### [Extrait présenté]
-------

8. En faisant obstacle à la déduction des intérêts versés par une société débitrice à une société liée imposée à un niveau inférieur au quart de l'impôt de droit commun en France, les dispositions du b) du I. de l'article 212 du code général des impôts citées au point 2 prévoient un traitement différent des sociétés concernées selon le niveau d'imposition de leur prêteur, et non selon le siège de ce dernier. Elles n'introduisent dès lors, ainsi que l'a relevé la cour, aucune restriction directe à la liberté de circulation des capitaux.

9. La cour a par ailleurs estimé qu'eu égard au niveau d'imposition plancher qu'elles fixent au quart de l'impôt français de droit commun, ces dispositions n'instauraient par elles-mêmes aucune différence de traitement généralement défavorable, de fait, aux situations transfrontalières. En se fondant sur cette circonstance résultant de l'instruction, elle n'a pas méconnu les règles gouvernant la charge de la preuve, et n'a pas davantage commis d'erreur de droit en en déduisant l'absence de restriction indirecte à la liberté de circulation des capitaux, quand bien même les situations purement internes susceptibles de relever de ces dispositions seraient généralement celles dans lesquelles les entreprises prêteuses bénéficient d'un régime particulier.

Sur l'application de la convention franco-mauricienne :

10. En premier lieu, aux termes du paragraphe 4 de l'article 25 de la convention franco-mauricienne du 11 décembre 1980 : " (...) les intérêts, redevances et autres dépenses payés par une entreprise d'un Etat à un résident de l'autre Etat sont déductibles, pour la détermination des bénéfices imposables de cette entreprise, dans les mêmes conditions que s'ils avaient été payés à un résident du premier Etat ".

-------

### [Enregistrements fournis]
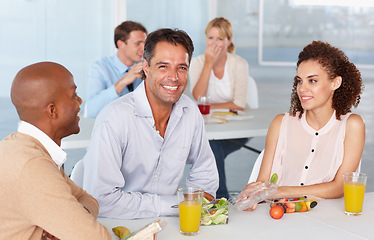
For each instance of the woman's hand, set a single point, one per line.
(247, 192)
(211, 53)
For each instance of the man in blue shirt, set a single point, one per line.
(112, 77)
(142, 141)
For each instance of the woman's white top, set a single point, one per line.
(219, 90)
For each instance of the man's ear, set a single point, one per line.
(337, 82)
(120, 43)
(52, 110)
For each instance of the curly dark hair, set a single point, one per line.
(335, 63)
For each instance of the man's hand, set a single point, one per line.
(208, 196)
(48, 236)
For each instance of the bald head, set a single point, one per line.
(35, 86)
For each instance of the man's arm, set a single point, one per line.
(47, 201)
(87, 200)
(105, 181)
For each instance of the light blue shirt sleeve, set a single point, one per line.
(101, 79)
(132, 171)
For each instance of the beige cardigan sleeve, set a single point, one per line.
(54, 203)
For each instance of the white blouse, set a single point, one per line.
(219, 90)
(305, 156)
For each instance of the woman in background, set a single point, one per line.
(223, 77)
(319, 139)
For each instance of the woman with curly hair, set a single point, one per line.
(319, 139)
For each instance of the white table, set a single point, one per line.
(255, 126)
(326, 221)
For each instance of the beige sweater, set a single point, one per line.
(36, 195)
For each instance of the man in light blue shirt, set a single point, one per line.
(115, 76)
(142, 141)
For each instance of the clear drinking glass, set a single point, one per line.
(354, 192)
(190, 204)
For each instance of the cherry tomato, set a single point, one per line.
(276, 212)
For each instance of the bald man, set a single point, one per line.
(37, 199)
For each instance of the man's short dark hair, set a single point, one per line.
(122, 31)
(173, 36)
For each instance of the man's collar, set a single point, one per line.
(56, 153)
(143, 108)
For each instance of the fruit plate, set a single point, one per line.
(296, 204)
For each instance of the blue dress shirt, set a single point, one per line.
(132, 171)
(101, 79)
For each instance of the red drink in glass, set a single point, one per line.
(204, 108)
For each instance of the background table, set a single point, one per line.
(326, 221)
(255, 125)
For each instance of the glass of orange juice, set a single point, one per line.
(354, 191)
(190, 204)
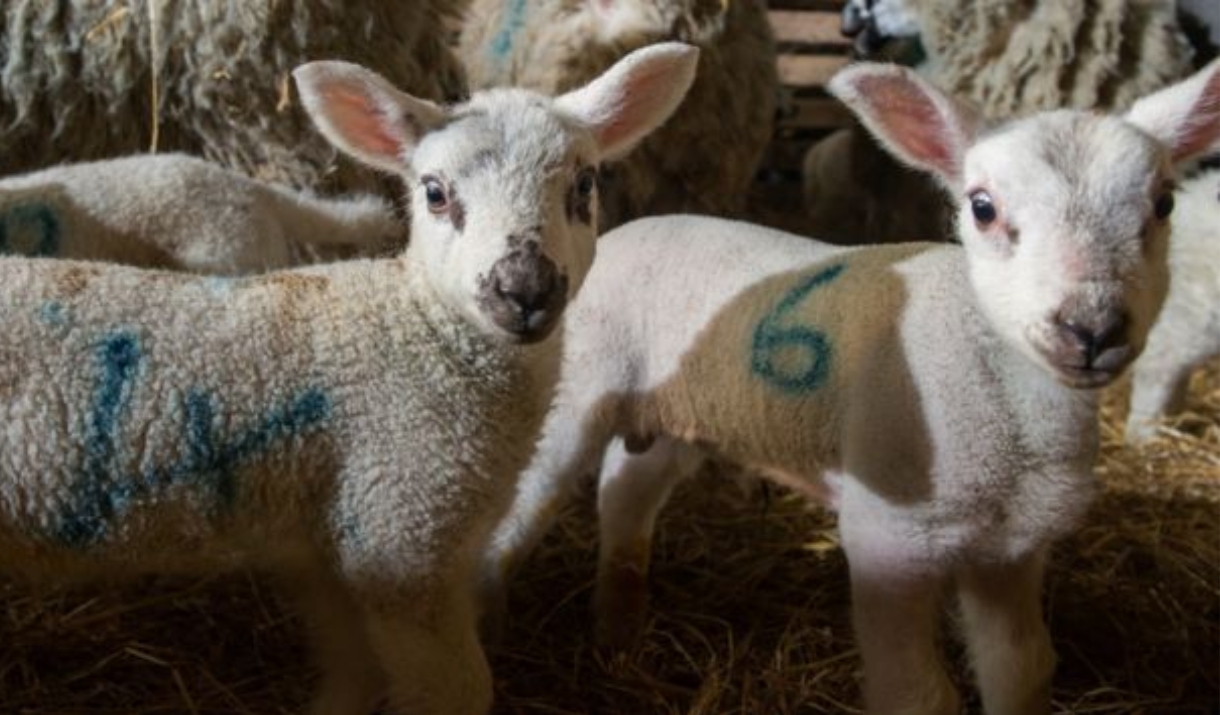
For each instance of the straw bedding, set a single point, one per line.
(749, 611)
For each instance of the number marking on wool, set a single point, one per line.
(29, 229)
(514, 20)
(101, 493)
(793, 358)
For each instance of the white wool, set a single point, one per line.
(942, 398)
(176, 211)
(354, 428)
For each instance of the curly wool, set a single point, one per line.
(1015, 57)
(704, 159)
(77, 78)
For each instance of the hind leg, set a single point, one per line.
(631, 491)
(351, 680)
(571, 445)
(427, 644)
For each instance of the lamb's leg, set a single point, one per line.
(351, 680)
(1158, 388)
(569, 448)
(894, 611)
(1009, 644)
(428, 648)
(631, 492)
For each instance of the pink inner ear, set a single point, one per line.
(360, 121)
(636, 104)
(1203, 127)
(911, 121)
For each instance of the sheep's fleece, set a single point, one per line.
(78, 78)
(176, 211)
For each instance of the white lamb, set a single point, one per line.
(941, 398)
(355, 427)
(176, 211)
(1187, 332)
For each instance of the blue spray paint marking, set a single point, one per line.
(101, 494)
(38, 217)
(771, 337)
(514, 20)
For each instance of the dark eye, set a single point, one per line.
(586, 182)
(436, 194)
(982, 208)
(1164, 205)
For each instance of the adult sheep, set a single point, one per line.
(94, 79)
(942, 398)
(181, 212)
(705, 158)
(354, 427)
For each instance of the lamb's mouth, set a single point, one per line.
(523, 294)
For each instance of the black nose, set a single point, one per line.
(525, 292)
(852, 21)
(1101, 342)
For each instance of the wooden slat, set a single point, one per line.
(800, 71)
(792, 26)
(815, 5)
(815, 114)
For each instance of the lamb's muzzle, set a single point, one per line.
(525, 292)
(1091, 350)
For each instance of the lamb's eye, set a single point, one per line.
(1164, 205)
(436, 194)
(982, 208)
(586, 182)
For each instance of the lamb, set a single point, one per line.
(1009, 59)
(942, 398)
(704, 160)
(1188, 328)
(182, 212)
(84, 79)
(354, 428)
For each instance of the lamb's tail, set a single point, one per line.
(325, 228)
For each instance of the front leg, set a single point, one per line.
(632, 489)
(1008, 641)
(350, 679)
(896, 600)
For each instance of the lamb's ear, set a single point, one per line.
(1185, 116)
(633, 97)
(362, 114)
(916, 122)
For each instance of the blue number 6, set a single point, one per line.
(770, 337)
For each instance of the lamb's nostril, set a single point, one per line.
(1094, 338)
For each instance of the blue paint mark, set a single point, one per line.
(771, 337)
(53, 312)
(40, 219)
(218, 284)
(514, 20)
(209, 463)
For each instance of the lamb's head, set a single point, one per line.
(503, 188)
(1063, 215)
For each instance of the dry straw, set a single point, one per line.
(749, 611)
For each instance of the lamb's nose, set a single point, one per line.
(1102, 342)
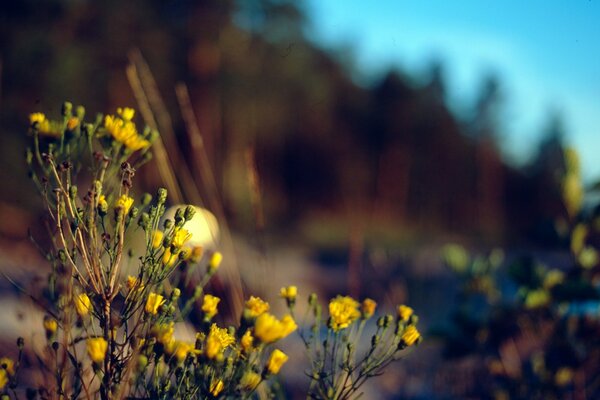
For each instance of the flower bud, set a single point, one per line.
(189, 213)
(67, 109)
(162, 195)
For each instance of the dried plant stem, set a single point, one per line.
(204, 169)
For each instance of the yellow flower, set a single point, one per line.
(214, 262)
(8, 365)
(537, 298)
(209, 305)
(134, 284)
(72, 123)
(404, 312)
(163, 333)
(246, 341)
(157, 237)
(563, 376)
(124, 203)
(169, 259)
(276, 360)
(83, 305)
(256, 306)
(217, 341)
(553, 277)
(250, 380)
(45, 126)
(123, 131)
(196, 254)
(7, 369)
(50, 325)
(216, 387)
(36, 117)
(289, 293)
(410, 335)
(269, 329)
(3, 378)
(126, 113)
(343, 311)
(102, 204)
(368, 308)
(180, 237)
(153, 303)
(96, 348)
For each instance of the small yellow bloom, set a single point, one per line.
(411, 335)
(124, 131)
(180, 349)
(368, 308)
(126, 113)
(72, 123)
(217, 341)
(343, 311)
(157, 237)
(3, 378)
(8, 365)
(553, 277)
(276, 361)
(216, 387)
(289, 293)
(124, 203)
(246, 341)
(36, 117)
(102, 203)
(563, 376)
(250, 380)
(83, 305)
(153, 303)
(256, 306)
(209, 305)
(96, 348)
(180, 237)
(537, 298)
(50, 325)
(404, 312)
(196, 254)
(269, 329)
(169, 259)
(133, 283)
(163, 333)
(214, 262)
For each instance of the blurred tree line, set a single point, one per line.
(323, 144)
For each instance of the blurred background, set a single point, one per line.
(340, 144)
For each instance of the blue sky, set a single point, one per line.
(546, 53)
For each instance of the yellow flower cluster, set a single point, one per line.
(180, 237)
(96, 348)
(163, 333)
(83, 305)
(368, 308)
(7, 370)
(255, 306)
(289, 293)
(124, 203)
(217, 341)
(404, 312)
(411, 335)
(343, 310)
(276, 361)
(153, 302)
(123, 130)
(269, 329)
(44, 126)
(209, 305)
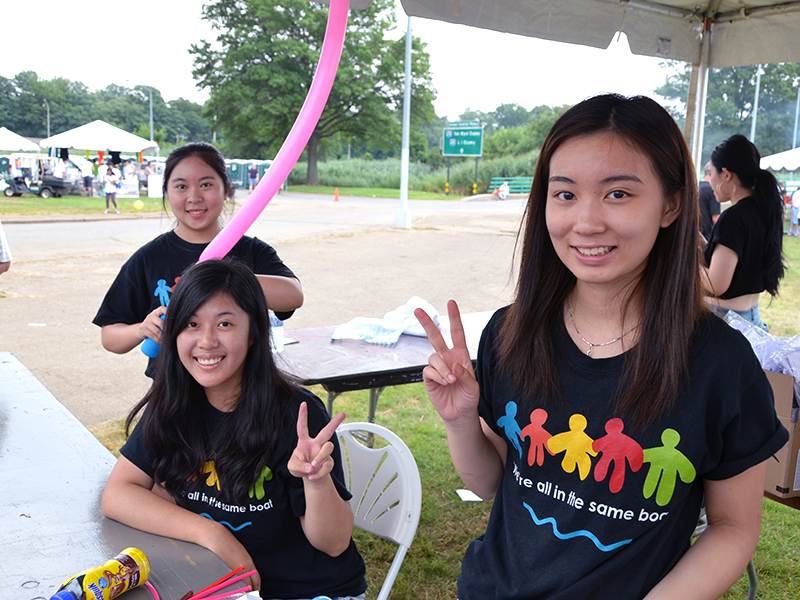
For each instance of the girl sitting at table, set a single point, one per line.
(608, 401)
(232, 456)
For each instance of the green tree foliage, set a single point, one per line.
(260, 67)
(72, 104)
(730, 102)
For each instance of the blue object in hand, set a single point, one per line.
(151, 348)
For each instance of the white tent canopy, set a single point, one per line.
(13, 142)
(705, 33)
(98, 135)
(782, 161)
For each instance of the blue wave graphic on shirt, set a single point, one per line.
(579, 533)
(228, 525)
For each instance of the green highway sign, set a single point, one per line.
(462, 141)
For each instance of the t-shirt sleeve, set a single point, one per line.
(485, 369)
(750, 431)
(125, 301)
(317, 419)
(731, 232)
(135, 450)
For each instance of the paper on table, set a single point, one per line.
(467, 496)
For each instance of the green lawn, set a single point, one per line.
(31, 205)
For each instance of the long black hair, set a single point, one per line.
(740, 156)
(669, 289)
(174, 430)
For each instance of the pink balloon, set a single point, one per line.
(296, 140)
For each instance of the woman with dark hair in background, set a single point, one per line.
(196, 185)
(744, 255)
(608, 401)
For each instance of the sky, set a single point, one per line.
(146, 43)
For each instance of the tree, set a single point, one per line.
(511, 115)
(730, 102)
(264, 60)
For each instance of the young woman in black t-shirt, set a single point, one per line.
(744, 255)
(232, 456)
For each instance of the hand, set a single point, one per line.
(312, 458)
(449, 378)
(152, 324)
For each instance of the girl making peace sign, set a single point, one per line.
(647, 403)
(232, 456)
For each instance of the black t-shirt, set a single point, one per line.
(742, 229)
(267, 521)
(590, 507)
(708, 208)
(146, 279)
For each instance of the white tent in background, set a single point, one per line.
(12, 142)
(782, 161)
(99, 135)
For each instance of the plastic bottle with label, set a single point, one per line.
(127, 570)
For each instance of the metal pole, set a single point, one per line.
(402, 218)
(796, 114)
(755, 105)
(700, 112)
(151, 113)
(48, 117)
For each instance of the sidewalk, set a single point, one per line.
(349, 258)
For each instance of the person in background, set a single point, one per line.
(88, 179)
(110, 186)
(5, 252)
(608, 403)
(709, 207)
(744, 255)
(196, 185)
(252, 175)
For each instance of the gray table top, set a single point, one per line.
(355, 364)
(54, 471)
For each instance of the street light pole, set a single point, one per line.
(48, 117)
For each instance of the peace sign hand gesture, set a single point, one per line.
(312, 458)
(449, 378)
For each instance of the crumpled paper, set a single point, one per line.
(387, 331)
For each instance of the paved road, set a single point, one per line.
(349, 257)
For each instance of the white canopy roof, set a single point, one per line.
(742, 32)
(11, 141)
(98, 135)
(782, 161)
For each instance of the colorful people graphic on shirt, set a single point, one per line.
(509, 424)
(539, 436)
(616, 448)
(576, 445)
(666, 463)
(258, 488)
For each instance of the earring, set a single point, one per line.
(722, 194)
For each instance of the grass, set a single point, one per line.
(447, 525)
(31, 205)
(374, 192)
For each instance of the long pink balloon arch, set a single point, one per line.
(296, 140)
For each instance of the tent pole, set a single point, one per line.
(702, 92)
(691, 105)
(402, 218)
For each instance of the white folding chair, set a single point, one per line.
(387, 492)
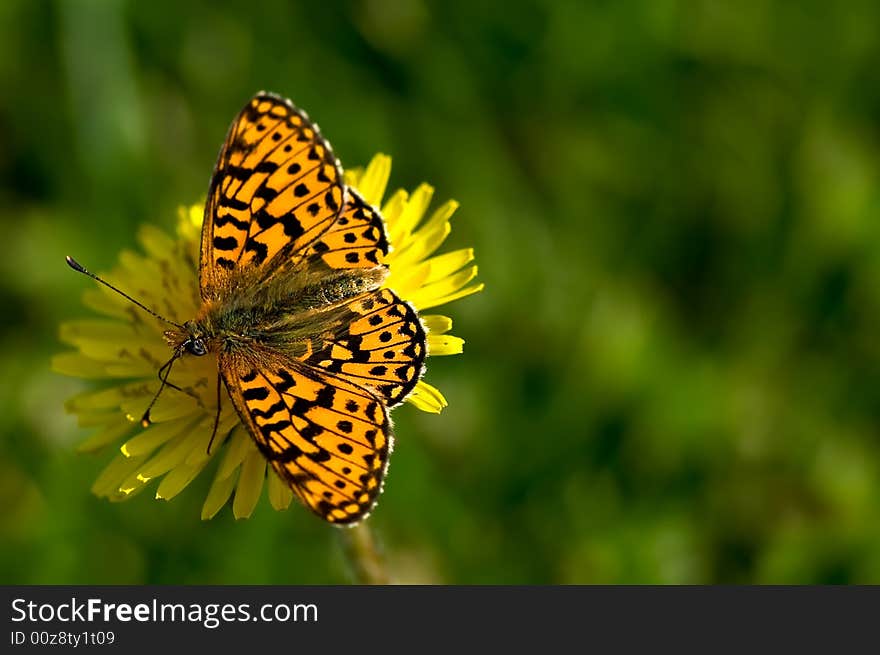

-------

### [Consigne 1]
Dans les enregistrements, reprenez toutes les lignes situées entre celle qui contient "For each instance of the curly wool, set" et celle qui contient "(1187, 332)", bornes incluses, consignes comprises, en décalant de 81 chaque coordonnée des réponses.
### [Consigne 2]
Rédigez la suite de l'extrait sur la déduction des intérêts et la convention franco-mauricienne, à partir de sa dernière phrase.

### [Réponse 1]
For each instance of the curly wool, set a single point, one per line.
(1096, 138)
(785, 240)
(158, 159)
For each instance of the hind leg, set a single point, one per line.
(712, 572)
(432, 761)
(652, 526)
(508, 725)
For each instance of the lamb's leg, set a single point, one per line.
(432, 761)
(1239, 469)
(650, 529)
(975, 692)
(1090, 725)
(509, 729)
(712, 573)
For each instance of the pink inner ear, set a single point, one per line.
(441, 202)
(717, 185)
(1284, 208)
(992, 202)
For each instance of the sheep's fleece, set a single point, one per line.
(159, 159)
(257, 292)
For each instance of the white lamb, set a single point, one per line.
(1022, 479)
(436, 508)
(257, 292)
(1268, 413)

### [Réponse 2]
11. Dès lors qu'elle avait estimé, dans le cadre de sa réponse au moyen tiré d'une restriction à la liberté de circulation des capitaux, que le b) du I. de l'article 212 du code général des impôts n'établissait aucune différence de traitement directement fondée sur le siège des sociétés bénéficiaires d'intérêts, la cour pouvait, sans commettre d'erreur de droit, écarter par le même motif le moyen tiré de ce que la clause conventionnelle de non-discrimination citée au point 10 ferait obstacle à l'application de la loi fiscale.

12. En second lieu, aux termes du paragraphe 5 de l'article 25 de la même convention : " Les entreprises d'un Etat, dont le capital est en totalité ou en partie, directement ou indirectement, détenu ou contrôlé par un ou plusieurs résidents de l'autre Etat, ne sont soumises dans le premier Etat à aucune imposition ou obligation y relative, qui est autre ou plus lourde que celles auxquelles sont ou pourront être assujetties les autres entreprises similaires du premier Etat ".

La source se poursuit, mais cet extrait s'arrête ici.